BEGIN Passage provided

Using black, inflexible pieces of polyethylene slag, a waste product of the oil refining process given to him by his supervisor at DuPont, Tupper purified the slag and molded it to create lightweight, non-breakable containers, cups, bowls, plates, and even gas masks that were used in World War II. He later designed liquid-proof, airtight lids, inspired by the secure seal of paint can lids.

==Business==
Tupper founded the Tupperware Plastics Company in 1938 and in 1948, the company introduced Tupper Plastics to hardware and department stores. Around 1946, he joined forces with Brownie Wise, who caught his attention after she made a lengthy phone call to his office in South Grafton, Massachusetts, during which she explained her extraordinary success selling Tupperware via home parties.

Based on a marketing strategy developed by Wise and early pioneers Tom and Ann Damigella from Everett, Massachusetts, Tupperware was withdrawn from sale in retail stores in the early 1950s and Tupperware "parties" soon became popular in homes. This was the first instance of what became known as "party plan" marketing.

The corporate headquarters was moved from Massachusetts to Orlando, Florida. After his falling-out with Wise that resulted in her dismissal in 1958, Tupper sold The Tupperware Company for $16 million to Rexall. Shortly afterward, he divorced his wife, gave up his U.S. citizenship to avoid taxes, and bought an island just off the coast of Costa Rica or according to other sources Isla San José.

END Passage provided
BEGIN Information supplied

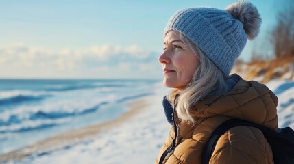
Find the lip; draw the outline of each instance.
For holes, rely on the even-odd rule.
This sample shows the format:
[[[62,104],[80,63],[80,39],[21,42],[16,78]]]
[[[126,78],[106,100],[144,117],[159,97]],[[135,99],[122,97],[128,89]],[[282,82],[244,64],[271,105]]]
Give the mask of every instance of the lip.
[[[173,72],[175,72],[175,71],[173,70],[167,69],[167,68],[163,69],[163,74],[167,74],[167,73]]]

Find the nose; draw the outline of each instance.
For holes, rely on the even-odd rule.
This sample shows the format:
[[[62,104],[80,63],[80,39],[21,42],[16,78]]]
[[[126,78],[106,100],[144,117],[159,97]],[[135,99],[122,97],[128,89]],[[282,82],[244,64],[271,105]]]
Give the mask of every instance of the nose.
[[[167,49],[164,50],[162,54],[161,54],[161,55],[158,57],[158,61],[161,64],[167,64],[169,63],[170,62],[170,58],[169,57],[169,54],[167,50]]]

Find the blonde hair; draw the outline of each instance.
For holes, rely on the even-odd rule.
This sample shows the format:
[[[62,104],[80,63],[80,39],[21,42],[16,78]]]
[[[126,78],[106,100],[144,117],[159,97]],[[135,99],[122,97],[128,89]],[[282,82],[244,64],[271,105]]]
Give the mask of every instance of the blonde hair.
[[[225,82],[225,75],[204,53],[183,34],[177,31],[175,33],[179,35],[181,41],[197,56],[200,64],[186,87],[182,91],[175,89],[167,97],[171,102],[174,102],[175,95],[180,94],[175,100],[177,116],[182,120],[194,124],[195,120],[191,115],[191,107],[208,95],[228,92],[229,87]]]

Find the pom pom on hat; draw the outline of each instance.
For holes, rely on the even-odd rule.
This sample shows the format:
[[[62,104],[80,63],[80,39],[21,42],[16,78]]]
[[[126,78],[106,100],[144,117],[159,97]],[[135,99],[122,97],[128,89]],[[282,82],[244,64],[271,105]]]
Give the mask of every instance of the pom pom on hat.
[[[177,31],[191,40],[221,70],[229,74],[246,45],[257,36],[261,18],[256,7],[243,0],[225,10],[189,8],[169,19],[164,35]]]
[[[260,31],[261,18],[255,6],[249,2],[241,1],[228,5],[225,10],[243,24],[249,40],[253,40],[257,36]]]

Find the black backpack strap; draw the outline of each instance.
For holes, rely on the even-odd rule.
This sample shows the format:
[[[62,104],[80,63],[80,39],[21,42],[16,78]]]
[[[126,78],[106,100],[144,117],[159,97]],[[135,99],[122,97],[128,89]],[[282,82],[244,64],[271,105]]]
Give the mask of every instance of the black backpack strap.
[[[221,125],[219,125],[211,134],[210,137],[204,146],[204,148],[202,152],[202,159],[201,164],[208,164],[209,160],[212,155],[213,150],[215,150],[215,146],[217,145],[217,141],[219,137],[223,135],[230,128],[234,128],[238,126],[253,126],[258,128],[260,128],[261,126],[258,126],[254,123],[245,121],[241,119],[231,119],[225,121]],[[261,130],[261,129],[260,129]]]

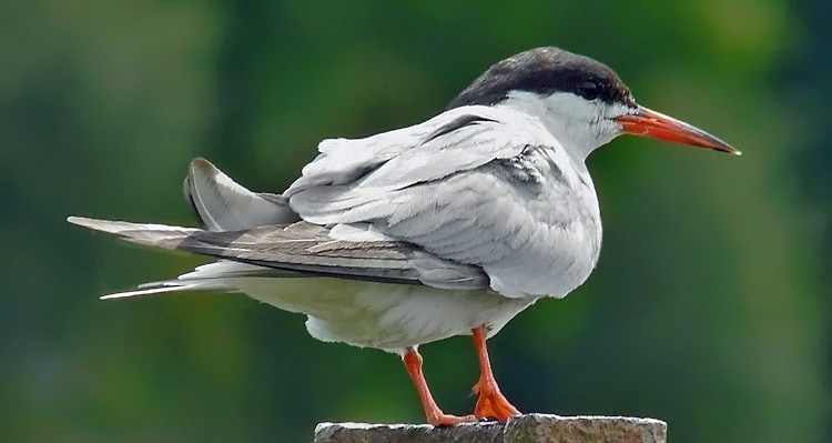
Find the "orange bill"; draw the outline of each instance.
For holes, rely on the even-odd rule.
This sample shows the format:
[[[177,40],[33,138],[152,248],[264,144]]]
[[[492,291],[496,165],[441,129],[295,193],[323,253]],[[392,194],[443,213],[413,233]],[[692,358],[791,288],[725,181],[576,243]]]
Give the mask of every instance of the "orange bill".
[[[689,144],[740,155],[741,152],[722,140],[692,127],[683,121],[638,107],[635,112],[616,118],[625,132],[635,135],[650,137],[673,143]]]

END Information supplied

• Explore the material:
A: Answer these questions from the passage on Tupper:
(i) What inspired the design of the liquid-proof, airtight lids?
(ii) In what year did Tupper found the Tupperware Plastics Company?
(iii) To whom, and for how much, did Tupper sell The Tupperware Company?
B: Rewrite the stretch of the passage on Tupper from "Using black, inflexible" through "paint can lids.", putting "residue" wherever "slag" appears.

• Responses for each task:
A:
(i) The secure seal of paint can lids.
(ii) 1938.
(iii) To Rexall, for $16 million.

B:
Using black, inflexible pieces of polyethylene residue, a waste product of the oil refining process given to him by his supervisor at DuPont, Tupper purified the residue and molded it to create lightweight, non-breakable containers, cups, bowls, plates, and even gas masks that were used in World War II. He later designed liquid-proof, airtight lids, inspired by the secure seal of paint can lids.